## SET EXERCISE
Extract exactly and only the lines of the data below, starting at the line with "A single point marks each instance of the soldier's" and stopping after the final line.

## DATA SECTION
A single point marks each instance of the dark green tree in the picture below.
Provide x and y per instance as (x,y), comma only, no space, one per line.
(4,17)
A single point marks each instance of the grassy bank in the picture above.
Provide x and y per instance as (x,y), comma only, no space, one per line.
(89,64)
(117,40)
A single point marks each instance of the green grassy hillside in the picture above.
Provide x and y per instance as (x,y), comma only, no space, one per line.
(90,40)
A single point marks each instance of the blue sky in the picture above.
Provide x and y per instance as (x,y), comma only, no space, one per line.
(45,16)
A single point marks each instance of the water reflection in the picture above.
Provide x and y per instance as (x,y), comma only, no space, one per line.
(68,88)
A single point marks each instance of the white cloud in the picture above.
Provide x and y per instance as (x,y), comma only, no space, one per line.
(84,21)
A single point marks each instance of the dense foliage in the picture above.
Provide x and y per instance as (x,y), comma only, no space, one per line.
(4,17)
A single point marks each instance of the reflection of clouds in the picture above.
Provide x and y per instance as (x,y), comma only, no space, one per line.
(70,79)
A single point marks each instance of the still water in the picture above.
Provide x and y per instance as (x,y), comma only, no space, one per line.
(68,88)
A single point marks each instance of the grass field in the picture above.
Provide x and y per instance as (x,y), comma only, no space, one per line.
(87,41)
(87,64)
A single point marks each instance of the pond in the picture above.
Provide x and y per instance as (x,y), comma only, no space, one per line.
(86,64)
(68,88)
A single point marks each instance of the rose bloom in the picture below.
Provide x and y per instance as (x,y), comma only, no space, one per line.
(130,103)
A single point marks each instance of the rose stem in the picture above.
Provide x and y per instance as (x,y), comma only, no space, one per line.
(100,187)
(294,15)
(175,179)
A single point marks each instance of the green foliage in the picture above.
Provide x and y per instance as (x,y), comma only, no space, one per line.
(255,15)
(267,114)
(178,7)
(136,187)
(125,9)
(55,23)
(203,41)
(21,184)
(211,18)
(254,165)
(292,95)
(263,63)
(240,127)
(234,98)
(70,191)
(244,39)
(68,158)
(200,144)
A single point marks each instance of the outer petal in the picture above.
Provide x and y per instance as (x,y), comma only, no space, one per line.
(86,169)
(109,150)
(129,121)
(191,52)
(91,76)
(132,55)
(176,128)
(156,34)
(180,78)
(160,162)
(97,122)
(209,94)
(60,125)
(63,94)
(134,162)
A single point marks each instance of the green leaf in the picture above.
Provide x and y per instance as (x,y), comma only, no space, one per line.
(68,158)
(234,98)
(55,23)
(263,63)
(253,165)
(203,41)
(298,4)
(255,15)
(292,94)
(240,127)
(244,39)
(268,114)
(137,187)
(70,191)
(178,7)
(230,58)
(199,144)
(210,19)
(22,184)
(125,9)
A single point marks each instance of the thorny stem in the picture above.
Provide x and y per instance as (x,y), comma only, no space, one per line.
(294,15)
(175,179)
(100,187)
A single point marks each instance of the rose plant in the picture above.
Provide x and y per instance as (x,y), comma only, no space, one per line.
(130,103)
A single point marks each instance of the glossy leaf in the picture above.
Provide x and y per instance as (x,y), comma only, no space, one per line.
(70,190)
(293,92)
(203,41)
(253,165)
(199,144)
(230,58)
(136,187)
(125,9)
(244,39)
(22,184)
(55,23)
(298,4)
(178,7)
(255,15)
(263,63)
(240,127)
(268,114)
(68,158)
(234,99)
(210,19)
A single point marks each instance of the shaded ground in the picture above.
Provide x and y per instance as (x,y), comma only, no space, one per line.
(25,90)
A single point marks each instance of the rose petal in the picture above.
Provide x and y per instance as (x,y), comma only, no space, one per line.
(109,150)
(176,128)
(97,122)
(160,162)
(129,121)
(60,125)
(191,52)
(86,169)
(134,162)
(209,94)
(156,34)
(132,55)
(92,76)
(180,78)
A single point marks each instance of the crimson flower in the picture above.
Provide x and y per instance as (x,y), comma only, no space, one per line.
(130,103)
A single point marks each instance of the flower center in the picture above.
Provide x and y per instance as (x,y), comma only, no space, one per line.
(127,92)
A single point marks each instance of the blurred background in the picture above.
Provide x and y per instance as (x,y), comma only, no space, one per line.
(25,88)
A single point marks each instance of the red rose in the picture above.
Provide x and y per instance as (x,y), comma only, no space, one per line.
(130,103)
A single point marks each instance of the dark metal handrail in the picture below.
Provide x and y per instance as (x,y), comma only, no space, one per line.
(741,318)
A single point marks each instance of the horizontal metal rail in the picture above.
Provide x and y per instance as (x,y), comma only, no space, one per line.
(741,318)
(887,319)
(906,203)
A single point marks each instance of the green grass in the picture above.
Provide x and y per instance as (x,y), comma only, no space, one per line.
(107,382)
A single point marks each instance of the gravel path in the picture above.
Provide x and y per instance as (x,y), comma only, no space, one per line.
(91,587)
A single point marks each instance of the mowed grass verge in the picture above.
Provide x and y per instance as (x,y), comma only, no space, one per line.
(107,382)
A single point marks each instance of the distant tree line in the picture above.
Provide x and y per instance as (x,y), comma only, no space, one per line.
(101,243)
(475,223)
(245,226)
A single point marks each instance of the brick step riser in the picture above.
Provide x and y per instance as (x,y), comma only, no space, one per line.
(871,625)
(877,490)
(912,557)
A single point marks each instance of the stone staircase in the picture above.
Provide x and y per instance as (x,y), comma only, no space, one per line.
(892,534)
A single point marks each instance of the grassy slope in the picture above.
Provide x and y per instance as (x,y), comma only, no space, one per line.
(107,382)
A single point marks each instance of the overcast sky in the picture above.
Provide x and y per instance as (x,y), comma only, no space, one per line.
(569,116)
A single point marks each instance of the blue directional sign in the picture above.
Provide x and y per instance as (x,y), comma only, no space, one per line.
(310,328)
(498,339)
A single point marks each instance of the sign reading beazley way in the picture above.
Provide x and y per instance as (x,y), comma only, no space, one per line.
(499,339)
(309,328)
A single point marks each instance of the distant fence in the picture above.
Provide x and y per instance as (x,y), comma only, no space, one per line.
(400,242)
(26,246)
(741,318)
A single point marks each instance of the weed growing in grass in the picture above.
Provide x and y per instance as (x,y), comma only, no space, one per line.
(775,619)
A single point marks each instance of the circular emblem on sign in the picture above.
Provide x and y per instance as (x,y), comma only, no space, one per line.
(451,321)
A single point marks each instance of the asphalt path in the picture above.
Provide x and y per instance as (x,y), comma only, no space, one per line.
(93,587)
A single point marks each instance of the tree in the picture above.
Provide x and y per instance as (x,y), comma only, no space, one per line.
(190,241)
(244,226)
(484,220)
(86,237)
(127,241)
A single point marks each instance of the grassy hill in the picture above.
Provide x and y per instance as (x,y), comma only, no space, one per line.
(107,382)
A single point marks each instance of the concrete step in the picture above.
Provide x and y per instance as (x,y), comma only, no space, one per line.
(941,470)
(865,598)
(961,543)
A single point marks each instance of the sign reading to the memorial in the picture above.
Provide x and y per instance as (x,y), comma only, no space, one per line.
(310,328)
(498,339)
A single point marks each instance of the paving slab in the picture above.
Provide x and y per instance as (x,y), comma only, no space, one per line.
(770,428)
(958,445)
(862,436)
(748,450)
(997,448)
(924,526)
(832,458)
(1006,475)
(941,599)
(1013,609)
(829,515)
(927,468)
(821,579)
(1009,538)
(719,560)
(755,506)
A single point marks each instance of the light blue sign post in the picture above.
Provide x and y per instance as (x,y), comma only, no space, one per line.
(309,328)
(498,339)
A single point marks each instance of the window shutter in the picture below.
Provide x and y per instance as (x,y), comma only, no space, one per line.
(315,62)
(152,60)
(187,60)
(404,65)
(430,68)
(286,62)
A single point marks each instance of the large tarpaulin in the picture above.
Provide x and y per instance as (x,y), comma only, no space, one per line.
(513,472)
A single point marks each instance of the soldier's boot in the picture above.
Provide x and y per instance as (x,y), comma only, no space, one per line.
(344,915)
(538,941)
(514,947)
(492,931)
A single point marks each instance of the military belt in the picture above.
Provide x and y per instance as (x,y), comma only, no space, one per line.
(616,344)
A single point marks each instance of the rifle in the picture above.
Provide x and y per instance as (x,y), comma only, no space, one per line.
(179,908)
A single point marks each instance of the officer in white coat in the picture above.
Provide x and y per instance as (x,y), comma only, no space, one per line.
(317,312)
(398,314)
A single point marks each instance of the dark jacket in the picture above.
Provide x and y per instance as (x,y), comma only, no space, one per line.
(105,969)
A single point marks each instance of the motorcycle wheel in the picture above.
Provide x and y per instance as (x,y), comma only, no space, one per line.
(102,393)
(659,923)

## FINAL RESULT
A single point marks each instance of the soldier's boot in the picture above.
Provide x and y per instance as (x,y), comma only, no space, one per line.
(344,915)
(538,941)
(514,947)
(492,931)
A single point marks each instance of the military belt in the picture above.
Provide x and y per instance as (x,y), comma only, no space, one per line.
(616,344)
A single point marks each instance of the rifle in the picture above.
Provide x and y per instance as (x,y), comma only, no space, one per line.
(179,908)
A single point marks each instance of the officer in white coat in the picture above.
Provide x and y per instance as (x,y), comma only, no space, one per line.
(317,312)
(398,314)
A single point marks each instance of the dark jacket in the picture above.
Provide x and y per instance as (x,y), comma only, no space, one per line.
(105,969)
A single point marks each instance of the motorcycle wheel in the picture above.
Provide x and y per instance as (x,y), comma only, no space, one per line.
(102,393)
(659,923)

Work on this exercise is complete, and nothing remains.